Nashville, Tennessee - Using optic ultrasound to measure the sheath of a nerve that connects the eye and brain can help identify acute stroke patients most at risk of dying within days or months, according to research presented at the American Stroke Association’s International Stroke Conference 2015.

The new study aimed to quickly and noninvasively identify stroke patients who are at risk from increased pressure inside the skull – which is thought to reflect stroke severity and is the major cause of death. Measuring the thickness of the optic nerve sheath may be a simple test for increased intracranial pressure, said Vishnumurthy S. Hedna, M.D., lead researcher and assistant professor of neurology at the University of Florida College of Medicine in Gainesville, Fla.

“Ultrasound on the optic nerve can be used to test your brain for swelling, which sometimes occurs after a major stroke,” Hedna said. “This can be done by looking at the nerve diameter behind your eye with ultrasound images, since it is thought that when your brain swells, pressure gets transmitted towards your eyes,” Hedna said. “This would help doctors treat your stroke with medications that would reduce brain pressures.”

The study involved 86 patients at the University of Florida’s Shands Hospital in Gainesville, Fla., who were suspected of having a buildup of pressure in the skull after their stroke. Researchers used ocular ultrasound (ultrasound assessment of the eyes) to measure the sheath that encases the optic nerve.

For patients who later died of a stroke due to a blood vessel blockage, average diameter of the nerve sheath was 5.82 millimeters, versus 5.33 millimeters in those who survived. In patients with a bleeding stroke, average diameter was 6.23 millimeters for those who died, versus 5.72 for survivors.

For every millimeter bigger the nerve sheath diameter was, the risk of death within six months was four times as high in patients whose stroke was due to a blood vessel blockage, and six times as high in patients who had a bleeding stroke. Most of the deaths occurred within a month of patients’ hospitalization. The study also suggested that the larger the nerve sheath measurement, the more disabled a patient was likely to be six months later.

Optic ultrasound is a safe, routine bedside test that is performed using gel and a device placed on closed eyelids, Hedna said. “Optic ultrasound is easy to do, and has been described in many studies as easily teachable. Other methods are invasive, involve radiation, and are not cost-effective.”
== == ==
## TASK BRIEF
List each average optic nerve sheath diameter given in the stroke ultrasound report above, along with the patient group it describes.

## DATA FOR REVIEW
== == ==
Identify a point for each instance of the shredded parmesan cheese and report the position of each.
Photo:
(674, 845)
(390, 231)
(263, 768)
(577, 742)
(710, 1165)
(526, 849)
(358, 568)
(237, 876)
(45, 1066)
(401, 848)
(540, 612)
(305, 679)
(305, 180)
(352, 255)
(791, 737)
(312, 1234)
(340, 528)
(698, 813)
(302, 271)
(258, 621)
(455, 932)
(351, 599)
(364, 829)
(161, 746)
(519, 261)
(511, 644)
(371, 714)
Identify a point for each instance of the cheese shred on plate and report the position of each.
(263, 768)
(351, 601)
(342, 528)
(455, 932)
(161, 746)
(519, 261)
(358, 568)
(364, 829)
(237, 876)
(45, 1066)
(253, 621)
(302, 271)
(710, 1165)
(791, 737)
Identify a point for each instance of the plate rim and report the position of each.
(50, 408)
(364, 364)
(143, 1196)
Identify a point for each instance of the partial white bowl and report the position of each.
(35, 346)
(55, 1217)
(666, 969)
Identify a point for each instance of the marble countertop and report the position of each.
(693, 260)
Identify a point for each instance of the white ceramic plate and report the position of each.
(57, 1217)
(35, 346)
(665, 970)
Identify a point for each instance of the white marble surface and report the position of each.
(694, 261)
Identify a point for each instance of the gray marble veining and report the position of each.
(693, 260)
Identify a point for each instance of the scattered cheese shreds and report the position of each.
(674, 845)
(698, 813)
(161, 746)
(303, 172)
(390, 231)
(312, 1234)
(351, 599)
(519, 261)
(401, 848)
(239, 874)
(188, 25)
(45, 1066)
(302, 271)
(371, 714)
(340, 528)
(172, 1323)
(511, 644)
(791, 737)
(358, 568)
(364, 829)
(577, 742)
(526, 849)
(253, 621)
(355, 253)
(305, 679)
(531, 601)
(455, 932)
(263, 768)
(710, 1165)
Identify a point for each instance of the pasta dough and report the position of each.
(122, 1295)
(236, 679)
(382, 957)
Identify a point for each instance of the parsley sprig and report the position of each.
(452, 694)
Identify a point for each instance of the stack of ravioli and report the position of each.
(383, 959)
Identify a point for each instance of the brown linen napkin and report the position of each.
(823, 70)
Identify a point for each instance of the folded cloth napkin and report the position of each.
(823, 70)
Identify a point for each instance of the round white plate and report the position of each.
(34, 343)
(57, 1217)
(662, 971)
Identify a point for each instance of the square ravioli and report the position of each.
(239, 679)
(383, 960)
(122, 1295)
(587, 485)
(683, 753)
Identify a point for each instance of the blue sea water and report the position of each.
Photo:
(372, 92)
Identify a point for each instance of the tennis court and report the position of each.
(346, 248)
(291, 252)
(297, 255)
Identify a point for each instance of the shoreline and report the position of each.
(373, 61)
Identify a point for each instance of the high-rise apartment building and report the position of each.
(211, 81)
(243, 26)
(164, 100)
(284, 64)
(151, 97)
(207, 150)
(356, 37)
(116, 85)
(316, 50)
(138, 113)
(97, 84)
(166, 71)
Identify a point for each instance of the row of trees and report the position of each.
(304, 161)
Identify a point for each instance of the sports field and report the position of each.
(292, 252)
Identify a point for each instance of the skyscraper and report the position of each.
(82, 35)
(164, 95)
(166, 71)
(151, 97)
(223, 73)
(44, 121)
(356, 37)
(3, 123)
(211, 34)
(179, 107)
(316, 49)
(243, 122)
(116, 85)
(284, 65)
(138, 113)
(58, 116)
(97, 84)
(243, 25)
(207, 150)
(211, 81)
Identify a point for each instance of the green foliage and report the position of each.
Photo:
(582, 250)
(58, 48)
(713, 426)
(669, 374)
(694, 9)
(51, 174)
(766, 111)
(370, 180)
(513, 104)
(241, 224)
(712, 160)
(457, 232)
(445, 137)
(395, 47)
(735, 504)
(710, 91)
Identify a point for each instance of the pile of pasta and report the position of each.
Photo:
== == ==
## TASK RESPONSE
- 5.82 millimeters: patients with a stroke due to a blood vessel blockage who later died
- 5.33 millimeters: patients with a stroke due to a blood vessel blockage who survived
- 6.23 millimeters: patients with a bleeding stroke who died
- 5.72 millimeters: patients with a bleeding stroke who survived